→ AIM
Look below for the line that contains "Task: locate the man", then copy it and each following line to the end of the records, minus any pictures.

→ SUPPLIED RECORDS
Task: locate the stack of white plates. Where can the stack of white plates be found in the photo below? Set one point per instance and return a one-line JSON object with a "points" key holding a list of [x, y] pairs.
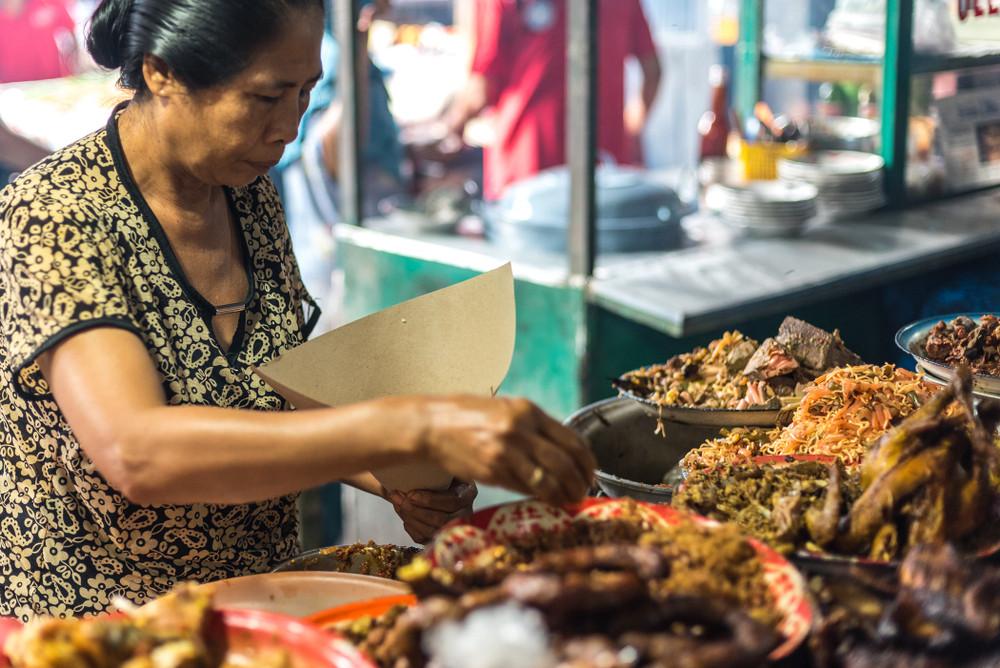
{"points": [[764, 208], [849, 182]]}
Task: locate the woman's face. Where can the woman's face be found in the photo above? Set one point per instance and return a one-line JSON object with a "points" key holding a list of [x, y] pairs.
{"points": [[231, 134]]}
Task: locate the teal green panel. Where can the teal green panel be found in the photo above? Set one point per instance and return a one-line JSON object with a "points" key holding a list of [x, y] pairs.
{"points": [[545, 367]]}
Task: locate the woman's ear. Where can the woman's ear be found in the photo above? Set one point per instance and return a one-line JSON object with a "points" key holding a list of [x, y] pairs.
{"points": [[160, 80]]}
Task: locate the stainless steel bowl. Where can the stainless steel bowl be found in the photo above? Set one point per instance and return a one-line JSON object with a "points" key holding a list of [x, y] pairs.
{"points": [[911, 338], [851, 133], [632, 459]]}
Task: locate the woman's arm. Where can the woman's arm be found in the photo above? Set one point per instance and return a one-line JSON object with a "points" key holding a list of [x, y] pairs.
{"points": [[109, 391]]}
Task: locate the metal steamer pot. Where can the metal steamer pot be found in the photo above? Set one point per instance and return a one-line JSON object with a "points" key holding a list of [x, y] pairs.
{"points": [[631, 458], [635, 212]]}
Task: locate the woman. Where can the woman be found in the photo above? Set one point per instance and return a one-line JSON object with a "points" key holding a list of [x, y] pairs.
{"points": [[144, 271]]}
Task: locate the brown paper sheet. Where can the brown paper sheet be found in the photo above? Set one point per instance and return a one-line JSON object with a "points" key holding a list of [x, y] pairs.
{"points": [[457, 340]]}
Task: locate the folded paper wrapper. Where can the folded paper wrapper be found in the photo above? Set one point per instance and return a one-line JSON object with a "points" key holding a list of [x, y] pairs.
{"points": [[457, 340]]}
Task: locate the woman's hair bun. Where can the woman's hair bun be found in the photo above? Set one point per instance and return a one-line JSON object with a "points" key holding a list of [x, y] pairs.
{"points": [[107, 39]]}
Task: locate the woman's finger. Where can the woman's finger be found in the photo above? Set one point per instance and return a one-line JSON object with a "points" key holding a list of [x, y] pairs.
{"points": [[559, 465], [535, 478], [569, 440], [453, 500], [419, 532], [426, 516]]}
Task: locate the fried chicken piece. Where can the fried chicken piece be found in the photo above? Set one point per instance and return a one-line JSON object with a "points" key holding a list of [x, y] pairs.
{"points": [[888, 492], [822, 521]]}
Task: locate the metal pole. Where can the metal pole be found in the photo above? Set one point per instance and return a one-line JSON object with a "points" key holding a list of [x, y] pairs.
{"points": [[345, 23], [896, 96], [748, 57], [581, 133]]}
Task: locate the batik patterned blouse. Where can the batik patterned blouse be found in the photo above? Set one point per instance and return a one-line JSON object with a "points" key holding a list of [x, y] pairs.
{"points": [[80, 248]]}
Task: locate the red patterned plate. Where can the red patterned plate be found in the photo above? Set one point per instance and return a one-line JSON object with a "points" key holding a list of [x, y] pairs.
{"points": [[250, 633], [498, 525], [370, 608]]}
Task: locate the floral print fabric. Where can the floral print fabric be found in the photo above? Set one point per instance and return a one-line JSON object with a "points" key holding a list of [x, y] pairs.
{"points": [[79, 248]]}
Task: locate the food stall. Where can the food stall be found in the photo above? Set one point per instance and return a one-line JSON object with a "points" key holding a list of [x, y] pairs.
{"points": [[803, 508], [580, 323]]}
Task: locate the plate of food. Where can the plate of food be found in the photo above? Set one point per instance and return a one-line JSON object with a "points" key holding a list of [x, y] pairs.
{"points": [[300, 593], [180, 628], [837, 415], [736, 380], [930, 377], [931, 479], [606, 574], [359, 558], [942, 343]]}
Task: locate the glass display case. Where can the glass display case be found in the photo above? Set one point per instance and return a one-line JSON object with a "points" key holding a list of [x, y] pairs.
{"points": [[925, 70]]}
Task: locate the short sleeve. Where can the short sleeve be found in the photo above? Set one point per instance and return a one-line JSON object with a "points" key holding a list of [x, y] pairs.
{"points": [[642, 43], [58, 276], [488, 59]]}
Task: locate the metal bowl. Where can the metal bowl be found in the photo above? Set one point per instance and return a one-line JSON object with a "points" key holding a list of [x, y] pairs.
{"points": [[850, 133], [631, 458], [910, 339]]}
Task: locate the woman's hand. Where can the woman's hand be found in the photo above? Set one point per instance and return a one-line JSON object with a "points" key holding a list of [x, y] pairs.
{"points": [[506, 442], [425, 511]]}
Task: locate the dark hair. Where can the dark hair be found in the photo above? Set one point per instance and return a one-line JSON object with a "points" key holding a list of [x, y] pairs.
{"points": [[204, 42]]}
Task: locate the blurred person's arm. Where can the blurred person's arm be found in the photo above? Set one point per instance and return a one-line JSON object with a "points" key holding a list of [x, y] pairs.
{"points": [[16, 152], [644, 51], [330, 125], [488, 73]]}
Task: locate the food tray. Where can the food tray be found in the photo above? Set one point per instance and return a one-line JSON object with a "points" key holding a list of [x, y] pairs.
{"points": [[910, 340], [330, 559], [714, 417], [371, 608], [632, 457], [465, 538], [246, 634], [300, 594]]}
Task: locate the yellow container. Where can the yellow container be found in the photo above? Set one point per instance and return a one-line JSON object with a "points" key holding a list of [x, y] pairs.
{"points": [[759, 160]]}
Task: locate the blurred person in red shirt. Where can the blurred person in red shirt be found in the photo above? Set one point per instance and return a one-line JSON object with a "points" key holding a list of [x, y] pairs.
{"points": [[519, 69], [36, 40]]}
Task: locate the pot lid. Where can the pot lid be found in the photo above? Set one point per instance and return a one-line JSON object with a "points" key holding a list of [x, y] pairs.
{"points": [[622, 193]]}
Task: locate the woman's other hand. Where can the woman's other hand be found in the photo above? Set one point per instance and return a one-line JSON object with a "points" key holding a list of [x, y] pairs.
{"points": [[506, 442], [425, 511]]}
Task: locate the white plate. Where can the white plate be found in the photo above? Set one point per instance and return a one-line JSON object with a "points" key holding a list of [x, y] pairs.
{"points": [[834, 163], [767, 192], [300, 593]]}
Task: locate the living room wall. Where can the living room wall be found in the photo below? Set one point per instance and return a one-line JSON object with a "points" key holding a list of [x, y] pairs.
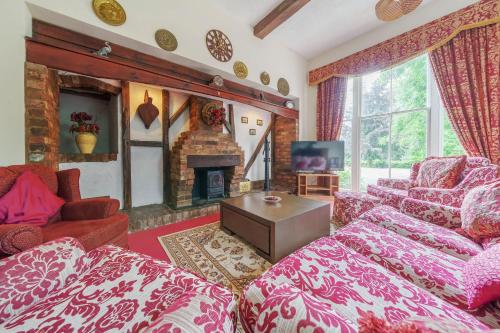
{"points": [[188, 19]]}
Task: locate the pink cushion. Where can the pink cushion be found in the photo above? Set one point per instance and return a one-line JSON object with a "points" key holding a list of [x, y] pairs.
{"points": [[480, 211], [289, 309], [443, 172], [482, 278], [29, 201]]}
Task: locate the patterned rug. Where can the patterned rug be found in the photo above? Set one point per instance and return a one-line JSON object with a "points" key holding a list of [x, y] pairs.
{"points": [[215, 255]]}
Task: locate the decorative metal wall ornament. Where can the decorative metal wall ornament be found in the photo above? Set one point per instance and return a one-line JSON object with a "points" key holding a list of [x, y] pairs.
{"points": [[219, 45], [166, 40], [283, 87], [264, 78], [240, 69], [147, 111], [109, 11]]}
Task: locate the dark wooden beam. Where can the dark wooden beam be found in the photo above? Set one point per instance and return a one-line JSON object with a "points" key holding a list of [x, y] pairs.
{"points": [[166, 146], [127, 170], [142, 143], [258, 148], [231, 121], [179, 111], [277, 16], [65, 39]]}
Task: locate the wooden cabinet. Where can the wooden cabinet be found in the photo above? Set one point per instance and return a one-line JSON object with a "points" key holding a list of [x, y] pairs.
{"points": [[322, 184]]}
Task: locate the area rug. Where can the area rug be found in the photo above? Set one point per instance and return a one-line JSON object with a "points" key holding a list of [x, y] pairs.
{"points": [[215, 255]]}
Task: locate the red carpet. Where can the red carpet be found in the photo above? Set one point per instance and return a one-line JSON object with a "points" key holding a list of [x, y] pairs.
{"points": [[146, 241]]}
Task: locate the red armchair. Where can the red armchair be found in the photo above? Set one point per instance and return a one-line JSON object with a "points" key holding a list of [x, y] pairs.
{"points": [[94, 222]]}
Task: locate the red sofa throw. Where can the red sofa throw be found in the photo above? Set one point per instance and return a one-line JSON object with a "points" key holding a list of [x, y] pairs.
{"points": [[29, 201]]}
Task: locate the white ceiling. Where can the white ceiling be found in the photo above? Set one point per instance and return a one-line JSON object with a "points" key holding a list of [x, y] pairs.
{"points": [[319, 26]]}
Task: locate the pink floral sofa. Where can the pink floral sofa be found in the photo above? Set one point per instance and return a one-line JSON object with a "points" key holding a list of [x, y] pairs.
{"points": [[57, 287], [392, 192]]}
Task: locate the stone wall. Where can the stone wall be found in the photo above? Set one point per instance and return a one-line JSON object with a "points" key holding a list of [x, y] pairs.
{"points": [[41, 115], [284, 133]]}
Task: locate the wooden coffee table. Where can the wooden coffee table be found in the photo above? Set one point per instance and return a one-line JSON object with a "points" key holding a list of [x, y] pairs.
{"points": [[275, 229]]}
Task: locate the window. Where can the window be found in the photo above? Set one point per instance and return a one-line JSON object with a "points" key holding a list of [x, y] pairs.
{"points": [[346, 136], [393, 121]]}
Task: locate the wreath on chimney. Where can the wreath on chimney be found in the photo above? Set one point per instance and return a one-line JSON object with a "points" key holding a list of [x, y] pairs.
{"points": [[213, 114]]}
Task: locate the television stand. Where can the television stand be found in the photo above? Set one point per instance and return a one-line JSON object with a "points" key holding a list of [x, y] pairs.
{"points": [[317, 184]]}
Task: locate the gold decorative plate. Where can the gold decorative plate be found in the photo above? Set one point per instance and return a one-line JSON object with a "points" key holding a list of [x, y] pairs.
{"points": [[240, 69], [109, 11], [264, 78], [166, 40], [283, 87]]}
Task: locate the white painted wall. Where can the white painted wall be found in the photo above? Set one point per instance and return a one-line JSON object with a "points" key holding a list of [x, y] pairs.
{"points": [[434, 10]]}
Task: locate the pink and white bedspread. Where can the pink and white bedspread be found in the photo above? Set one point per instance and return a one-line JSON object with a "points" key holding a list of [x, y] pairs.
{"points": [[56, 287], [425, 267], [429, 234], [351, 284]]}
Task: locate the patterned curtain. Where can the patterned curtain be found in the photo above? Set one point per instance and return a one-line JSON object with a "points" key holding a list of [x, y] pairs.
{"points": [[467, 70], [330, 108]]}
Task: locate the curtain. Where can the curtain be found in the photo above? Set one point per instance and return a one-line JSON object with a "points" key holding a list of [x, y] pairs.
{"points": [[467, 71], [330, 108]]}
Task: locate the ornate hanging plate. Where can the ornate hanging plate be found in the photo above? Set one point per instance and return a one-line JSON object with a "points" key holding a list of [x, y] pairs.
{"points": [[283, 87], [109, 11], [166, 40], [219, 45], [264, 78], [240, 69]]}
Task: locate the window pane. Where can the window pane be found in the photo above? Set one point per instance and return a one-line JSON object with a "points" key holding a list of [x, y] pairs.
{"points": [[349, 100], [376, 93], [374, 150], [346, 136], [409, 85], [408, 142], [451, 145]]}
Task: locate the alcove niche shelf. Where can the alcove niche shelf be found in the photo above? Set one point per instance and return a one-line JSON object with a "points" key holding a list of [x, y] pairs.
{"points": [[98, 98]]}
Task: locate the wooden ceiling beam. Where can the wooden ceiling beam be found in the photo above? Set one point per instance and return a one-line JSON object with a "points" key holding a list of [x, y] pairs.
{"points": [[277, 16]]}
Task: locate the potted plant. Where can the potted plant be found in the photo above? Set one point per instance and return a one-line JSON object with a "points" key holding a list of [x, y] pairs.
{"points": [[86, 137]]}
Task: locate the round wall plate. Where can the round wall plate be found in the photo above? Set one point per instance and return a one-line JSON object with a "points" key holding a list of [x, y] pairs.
{"points": [[166, 40], [109, 11]]}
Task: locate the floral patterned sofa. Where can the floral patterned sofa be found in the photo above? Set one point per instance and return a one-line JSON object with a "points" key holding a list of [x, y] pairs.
{"points": [[385, 262], [392, 192], [57, 287]]}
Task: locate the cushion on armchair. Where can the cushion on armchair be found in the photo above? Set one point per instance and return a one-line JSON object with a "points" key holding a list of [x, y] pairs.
{"points": [[90, 209], [440, 172], [16, 238], [480, 211], [288, 309], [29, 201]]}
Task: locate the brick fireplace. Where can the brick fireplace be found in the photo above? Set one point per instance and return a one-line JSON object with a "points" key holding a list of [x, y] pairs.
{"points": [[200, 157]]}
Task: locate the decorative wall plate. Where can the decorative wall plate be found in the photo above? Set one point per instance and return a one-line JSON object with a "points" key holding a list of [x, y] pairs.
{"points": [[109, 11], [264, 78], [240, 69], [219, 45], [283, 87], [166, 40]]}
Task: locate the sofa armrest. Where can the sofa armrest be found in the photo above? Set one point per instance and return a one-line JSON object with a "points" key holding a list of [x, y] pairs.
{"points": [[29, 277], [397, 184], [16, 238], [445, 216], [89, 209], [69, 184], [448, 197]]}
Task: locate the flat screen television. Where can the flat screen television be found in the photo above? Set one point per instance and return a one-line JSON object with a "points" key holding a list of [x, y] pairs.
{"points": [[317, 156]]}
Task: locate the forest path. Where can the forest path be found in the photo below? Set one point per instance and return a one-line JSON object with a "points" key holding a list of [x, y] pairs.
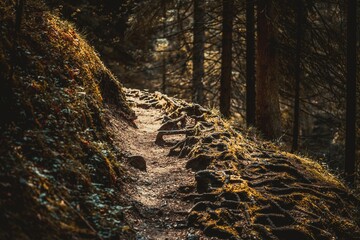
{"points": [[158, 209]]}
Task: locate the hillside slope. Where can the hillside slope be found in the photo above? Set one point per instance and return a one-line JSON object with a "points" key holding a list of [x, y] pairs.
{"points": [[249, 189], [58, 169], [73, 164]]}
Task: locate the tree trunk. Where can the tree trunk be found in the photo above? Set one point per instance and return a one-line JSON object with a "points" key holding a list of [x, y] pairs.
{"points": [[250, 63], [226, 58], [267, 86], [299, 34], [350, 140], [198, 51]]}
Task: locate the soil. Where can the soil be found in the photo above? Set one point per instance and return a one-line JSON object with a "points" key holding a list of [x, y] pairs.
{"points": [[158, 211]]}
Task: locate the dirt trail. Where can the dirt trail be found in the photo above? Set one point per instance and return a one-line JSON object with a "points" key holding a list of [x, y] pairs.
{"points": [[159, 213]]}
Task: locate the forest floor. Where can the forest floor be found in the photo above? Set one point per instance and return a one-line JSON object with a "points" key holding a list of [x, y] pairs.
{"points": [[158, 211]]}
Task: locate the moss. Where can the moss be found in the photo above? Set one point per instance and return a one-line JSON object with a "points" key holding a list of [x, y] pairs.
{"points": [[56, 157]]}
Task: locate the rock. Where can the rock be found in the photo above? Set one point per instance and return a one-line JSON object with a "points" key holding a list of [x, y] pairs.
{"points": [[208, 179], [137, 162]]}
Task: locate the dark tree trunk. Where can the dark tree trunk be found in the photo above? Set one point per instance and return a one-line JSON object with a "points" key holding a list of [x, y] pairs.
{"points": [[198, 51], [164, 67], [267, 86], [226, 58], [250, 63], [350, 141], [299, 34]]}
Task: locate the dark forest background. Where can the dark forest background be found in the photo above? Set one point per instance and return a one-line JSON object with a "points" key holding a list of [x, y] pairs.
{"points": [[282, 68]]}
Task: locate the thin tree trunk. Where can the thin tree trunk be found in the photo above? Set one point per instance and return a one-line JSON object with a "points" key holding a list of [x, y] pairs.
{"points": [[198, 51], [299, 34], [226, 58], [267, 86], [350, 140], [250, 63], [164, 67]]}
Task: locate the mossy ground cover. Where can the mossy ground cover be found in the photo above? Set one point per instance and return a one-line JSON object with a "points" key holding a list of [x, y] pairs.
{"points": [[60, 173]]}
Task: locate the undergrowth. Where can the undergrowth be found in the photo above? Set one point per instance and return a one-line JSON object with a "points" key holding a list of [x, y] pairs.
{"points": [[59, 172]]}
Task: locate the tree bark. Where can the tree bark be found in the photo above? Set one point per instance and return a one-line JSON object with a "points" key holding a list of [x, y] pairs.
{"points": [[299, 34], [226, 57], [250, 63], [267, 86], [198, 51], [350, 140]]}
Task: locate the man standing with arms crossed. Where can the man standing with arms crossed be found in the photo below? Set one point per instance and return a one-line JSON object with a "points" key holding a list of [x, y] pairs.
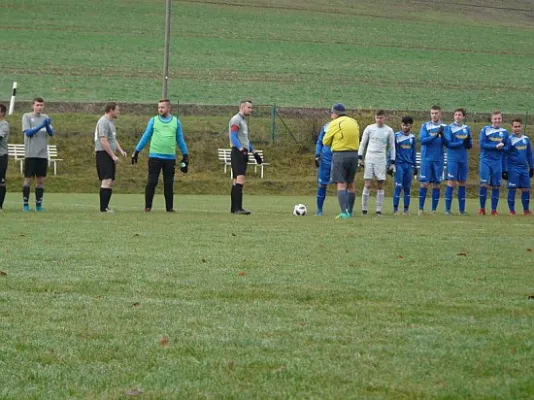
{"points": [[493, 144], [164, 132], [106, 144], [343, 137], [36, 127], [241, 146], [379, 136], [4, 134]]}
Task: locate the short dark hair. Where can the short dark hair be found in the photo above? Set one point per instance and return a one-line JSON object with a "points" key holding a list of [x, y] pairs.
{"points": [[110, 106], [407, 120]]}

→ EXERCISE SOLUTION
Task: locate the man standing with arms crossed. Where can the man standing with arms crossed be found in the photo below? Set one point per instance and return a one-line JSON object with a "points" key holding a list of [x, y] pairs.
{"points": [[493, 144], [164, 132], [106, 144], [343, 137], [36, 127], [241, 146], [379, 136], [4, 134]]}
Task: locate the short dark hair. Where can the short dark hair be found in the photo above? Set one point per instance and return a one-line JSON object with a "points" key holding a list of [x, y] pairs.
{"points": [[110, 106], [407, 120]]}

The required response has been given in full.